┏━━

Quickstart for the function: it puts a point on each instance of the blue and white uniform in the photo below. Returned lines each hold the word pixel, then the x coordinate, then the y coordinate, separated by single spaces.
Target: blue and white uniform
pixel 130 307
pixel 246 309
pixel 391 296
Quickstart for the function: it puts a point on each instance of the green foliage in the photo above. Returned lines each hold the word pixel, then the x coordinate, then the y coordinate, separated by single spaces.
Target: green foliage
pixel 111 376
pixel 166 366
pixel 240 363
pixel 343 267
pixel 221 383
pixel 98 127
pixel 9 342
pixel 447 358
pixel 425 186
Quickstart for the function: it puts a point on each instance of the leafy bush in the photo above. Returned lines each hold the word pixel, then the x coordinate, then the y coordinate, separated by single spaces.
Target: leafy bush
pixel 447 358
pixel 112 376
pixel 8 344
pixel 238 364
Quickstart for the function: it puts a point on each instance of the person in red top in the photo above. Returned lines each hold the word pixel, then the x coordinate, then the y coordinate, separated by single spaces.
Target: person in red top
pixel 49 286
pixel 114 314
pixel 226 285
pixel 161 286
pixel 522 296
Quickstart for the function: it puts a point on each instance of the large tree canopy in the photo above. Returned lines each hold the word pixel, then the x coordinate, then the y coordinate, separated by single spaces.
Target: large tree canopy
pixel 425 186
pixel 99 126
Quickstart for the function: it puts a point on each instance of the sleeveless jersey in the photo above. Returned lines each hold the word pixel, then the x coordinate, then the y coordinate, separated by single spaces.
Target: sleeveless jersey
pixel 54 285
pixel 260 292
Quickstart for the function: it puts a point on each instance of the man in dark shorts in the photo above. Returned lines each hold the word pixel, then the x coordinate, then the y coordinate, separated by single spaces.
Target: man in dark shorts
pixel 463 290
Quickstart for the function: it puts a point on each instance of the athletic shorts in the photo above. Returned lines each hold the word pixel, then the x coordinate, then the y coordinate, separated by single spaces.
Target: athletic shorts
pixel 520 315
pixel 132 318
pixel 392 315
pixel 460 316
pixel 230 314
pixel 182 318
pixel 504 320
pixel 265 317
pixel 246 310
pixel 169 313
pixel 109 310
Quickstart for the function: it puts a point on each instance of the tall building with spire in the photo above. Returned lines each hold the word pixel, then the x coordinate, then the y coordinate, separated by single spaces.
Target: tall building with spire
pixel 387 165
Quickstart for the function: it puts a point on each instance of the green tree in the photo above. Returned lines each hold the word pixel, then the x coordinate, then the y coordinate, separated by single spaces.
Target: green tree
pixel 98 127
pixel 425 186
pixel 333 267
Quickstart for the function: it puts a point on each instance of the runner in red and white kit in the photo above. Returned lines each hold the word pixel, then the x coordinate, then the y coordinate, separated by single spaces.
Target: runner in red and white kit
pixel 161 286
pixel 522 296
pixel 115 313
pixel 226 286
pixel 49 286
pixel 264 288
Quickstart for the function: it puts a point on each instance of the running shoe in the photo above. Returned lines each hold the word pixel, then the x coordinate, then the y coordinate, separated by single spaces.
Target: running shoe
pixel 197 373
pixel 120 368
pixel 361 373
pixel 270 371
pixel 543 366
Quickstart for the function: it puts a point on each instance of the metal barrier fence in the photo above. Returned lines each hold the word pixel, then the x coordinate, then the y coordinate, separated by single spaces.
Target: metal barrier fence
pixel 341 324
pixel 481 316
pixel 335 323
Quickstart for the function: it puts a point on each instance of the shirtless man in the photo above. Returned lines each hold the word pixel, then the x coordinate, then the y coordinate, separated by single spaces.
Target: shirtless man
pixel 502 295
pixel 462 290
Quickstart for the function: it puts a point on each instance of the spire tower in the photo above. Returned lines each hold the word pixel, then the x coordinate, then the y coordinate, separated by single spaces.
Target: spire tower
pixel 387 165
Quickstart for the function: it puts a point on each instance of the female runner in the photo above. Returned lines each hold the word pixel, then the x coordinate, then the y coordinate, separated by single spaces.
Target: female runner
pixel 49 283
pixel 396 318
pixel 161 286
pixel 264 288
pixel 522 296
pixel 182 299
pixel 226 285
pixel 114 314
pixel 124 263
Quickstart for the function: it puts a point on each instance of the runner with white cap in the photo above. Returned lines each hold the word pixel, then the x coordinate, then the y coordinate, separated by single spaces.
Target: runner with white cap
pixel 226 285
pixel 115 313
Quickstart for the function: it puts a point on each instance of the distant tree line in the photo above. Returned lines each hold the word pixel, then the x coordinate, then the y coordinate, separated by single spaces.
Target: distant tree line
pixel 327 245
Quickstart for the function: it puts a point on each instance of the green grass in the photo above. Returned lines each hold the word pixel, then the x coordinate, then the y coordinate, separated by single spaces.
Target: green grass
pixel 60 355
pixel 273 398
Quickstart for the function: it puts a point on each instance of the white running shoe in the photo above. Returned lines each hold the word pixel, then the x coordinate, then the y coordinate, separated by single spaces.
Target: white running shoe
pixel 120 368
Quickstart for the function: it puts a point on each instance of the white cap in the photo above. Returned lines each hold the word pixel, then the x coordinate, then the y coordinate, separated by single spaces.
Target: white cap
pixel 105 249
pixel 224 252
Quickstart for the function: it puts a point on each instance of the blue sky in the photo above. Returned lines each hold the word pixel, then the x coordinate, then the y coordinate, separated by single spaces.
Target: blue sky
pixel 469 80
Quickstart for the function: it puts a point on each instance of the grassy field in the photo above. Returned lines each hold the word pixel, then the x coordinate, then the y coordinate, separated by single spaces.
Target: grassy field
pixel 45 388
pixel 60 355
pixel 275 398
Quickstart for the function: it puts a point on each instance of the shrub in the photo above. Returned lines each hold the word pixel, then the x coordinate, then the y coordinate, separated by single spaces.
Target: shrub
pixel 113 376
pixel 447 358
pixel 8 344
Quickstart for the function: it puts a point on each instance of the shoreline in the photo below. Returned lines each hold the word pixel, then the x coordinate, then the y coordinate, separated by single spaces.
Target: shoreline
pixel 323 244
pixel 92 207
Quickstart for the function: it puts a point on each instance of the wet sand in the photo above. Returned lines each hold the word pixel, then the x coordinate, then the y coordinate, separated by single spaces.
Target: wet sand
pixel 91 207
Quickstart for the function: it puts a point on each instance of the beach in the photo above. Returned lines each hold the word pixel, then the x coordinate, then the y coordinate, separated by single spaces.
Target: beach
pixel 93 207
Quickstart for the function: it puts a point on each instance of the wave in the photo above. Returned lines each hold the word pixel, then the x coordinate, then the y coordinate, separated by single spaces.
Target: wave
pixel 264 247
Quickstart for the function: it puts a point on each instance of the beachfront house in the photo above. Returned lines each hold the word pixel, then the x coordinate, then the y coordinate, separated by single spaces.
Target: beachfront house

┗━━

Return each line of the listing above unchanged and in its original order.

Quickstart for the function: it puts a point on each instance of the blue and white uniform in the photo below. Returned lines each hold the word pixel, then the x coordinate, then the y coordinate, separated by single spaces.
Target: blue and white uniform
pixel 130 307
pixel 246 309
pixel 391 296
Quickstart for the function: it puts a point on each instance of the green foliage in the photo above. Returned lines each hold the word pixel, then the x coordinate, then the y coordinate, separated by single spaces.
Target: green foliage
pixel 111 376
pixel 166 366
pixel 240 363
pixel 343 267
pixel 221 383
pixel 98 127
pixel 9 342
pixel 447 358
pixel 425 186
Quickstart for the function: it puts a point on each instance of the leafy bush in the photo above. Returned lines each hold the word pixel, then the x coordinate, then the y coordinate, separated by single spaces.
Target: leafy bush
pixel 447 358
pixel 112 376
pixel 8 344
pixel 238 364
Quickstart for the function: it puts a point on each instance of the person in red top in the photo above. Returned lines each hold the word pixel, then the x coordinate, then the y coordinate, separated by single spaces.
Target: person in red top
pixel 49 286
pixel 114 314
pixel 226 285
pixel 161 286
pixel 522 296
Quickstart for the function: it puts a point on each instance of the large tree canopy in the photo above. Returned lines each hold the word pixel, then the x coordinate, then the y coordinate, separated by single spaces.
Target: large tree canopy
pixel 425 186
pixel 99 126
Quickstart for the function: it puts a point on each instance of the sleeveless jersey in the photo above. Returned lines each hold the word pixel, then the x coordinate, then the y coordinate, separated by single spaces.
Target: sleeveless jersey
pixel 54 285
pixel 260 292
Quickstart for the function: it puts a point on each instance of the man in dark shorts in the photo above. Returned lines each hold the word pixel, then the x coordinate, then the y coordinate, separated by single spaces.
Target: man in dark shorts
pixel 463 290
Quickstart for the function: it puts a point on each instance of the athletic shorts in the photo above. Returned lines each hold the word pixel, then the x coordinate, then the y coordinate, separated by single spaces.
Target: athletic shorts
pixel 520 315
pixel 132 318
pixel 392 315
pixel 460 316
pixel 230 314
pixel 182 318
pixel 504 320
pixel 265 317
pixel 246 310
pixel 169 313
pixel 109 310
Quickstart for the function: it puts a point on each instance of the tall building with spire in the photo above. Returned lines each hold the word pixel, then the x coordinate, then the y coordinate, separated by single spaces.
Target: tall building with spire
pixel 387 165
Quickstart for the function: it puts a point on each instance of the green tree in the photo above. Returned lines each hold the word pixel, then the x coordinate, then the y coordinate, separated by single spaces.
Target: green tree
pixel 98 127
pixel 425 186
pixel 333 267
Quickstart for the function: it puts a point on each instance of the runner in red and white kit in the photo above. Returned lines each hold the word pixel, then the x coordinate, then the y coordinate, separated by single spaces.
Target: runner in red and white kit
pixel 161 286
pixel 522 296
pixel 115 313
pixel 226 286
pixel 49 286
pixel 264 288
Quickstart for the function: it puts a point on each instance of the running shoe in the photo above. Returned lines each hold the word pixel, then the x coordinate, then the y coordinate, separated by single spaces.
Target: running shoe
pixel 197 373
pixel 120 368
pixel 361 373
pixel 270 371
pixel 543 366
Quickstart for the function: it puts a point on each instance of the metal barrier fence in the photo above. Returned lines each hold the word pixel, then the x coordinate, then the y coordinate, separated by single spaces.
Target: metal barrier fence
pixel 341 324
pixel 481 316
pixel 335 323
Quickstart for the function: it puts a point on each instance of the shirtless man in the photo above. Returned lines each hold the word pixel, then the x coordinate, then the y coordinate, separated by single spaces.
Target: shirtless man
pixel 502 295
pixel 462 290
Quickstart for the function: it puts a point on each instance of the spire tower in the photo above. Returned lines each hold the word pixel, then the x coordinate, then the y coordinate, separated by single spaces.
Target: spire tower
pixel 387 165
Quickstart for the function: it puts a point on each instance of the female runner in the photo above. Returned lines each hold the word pixel, then the x coordinate, then the y coordinate, separated by single spaces.
Target: female runner
pixel 49 283
pixel 396 318
pixel 161 286
pixel 264 288
pixel 522 296
pixel 182 299
pixel 226 285
pixel 114 314
pixel 124 263
Quickstart for the function: it puts a point on each instance of the runner with white cap in the photo above. Returned lines each hold the word pixel, then the x coordinate, then the y coordinate, separated by single spaces.
Target: runner with white cap
pixel 226 285
pixel 115 313
Quickstart for the function: it puts a point on each instance of the distant tree line in the photo above. Returned lines each hold the word pixel, then the x coordinate, then the y coordinate, separated by single spaces.
Target: distant tree line
pixel 327 245
Quickstart for the function: it puts a point on each instance of the green grass in the photo above. Returned lines each hold the word pixel, then the x coordinate, then the y coordinate, separated by single spaces.
Target: green grass
pixel 60 355
pixel 273 398
Quickstart for the function: it puts a point on each instance of the white running shoe in the photo above. Returned lines each hold the word pixel, then the x coordinate, then the y coordinate, separated by single spaces.
Target: white running shoe
pixel 120 368
Quickstart for the function: it puts a point on each instance of the white cap in the photo above. Returned lines each hold the word pixel, then the x coordinate, then the y coordinate, separated by single spaces.
Target: white cap
pixel 105 249
pixel 224 252
Quickstart for the function: it puts a point on each instance of the blue sky in the photo above. Returned lines each hold the word pixel, then the x coordinate, then the y coordinate, separated by single spaces.
Target: blue sky
pixel 469 80
Quickstart for the function: it puts a point on each instance of the grassy field in the photo above. Returned lines each hold the word pixel, then the x coordinate, then the y coordinate, separated by single spaces.
Target: grassy field
pixel 45 388
pixel 60 355
pixel 275 398
Quickstart for the function: it puts a point on each instance of the shrub in the photo above. Returned lines each hold the word pixel, then the x coordinate, then the y coordinate, separated by single spaces.
Target: shrub
pixel 113 376
pixel 447 358
pixel 8 344
Quickstart for the function: it puts a point on each instance of the shoreline in the photo below. Returned lines each hold the word pixel, then the x coordinate, then the y coordinate, separated by single spaces.
Target: shoreline
pixel 323 244
pixel 92 207
Quickstart for the function: it puts a point on each instance of the wet sand in the photo above. Returned lines each hold the word pixel, then the x coordinate, then the y coordinate, separated by single spaces.
Target: wet sand
pixel 91 207
Quickstart for the function: it puts a point on each instance of the beach in the photo above. Returned lines each hold the word pixel, then the x coordinate, then the y coordinate, separated by single spaces.
Target: beach
pixel 93 207
Quickstart for the function: it puts a point on each instance of the wave in the photo above. Returned lines each hold the word pixel, then the x coordinate, then the y coordinate, separated by single spaces.
Target: wave
pixel 264 247
Quickstart for the function: it puts a point on each instance of the beachfront house in the photo above. Returned lines each hold the word pixel, then the x coordinate, then the y coordinate, separated by single spaces.
Target: beachfront house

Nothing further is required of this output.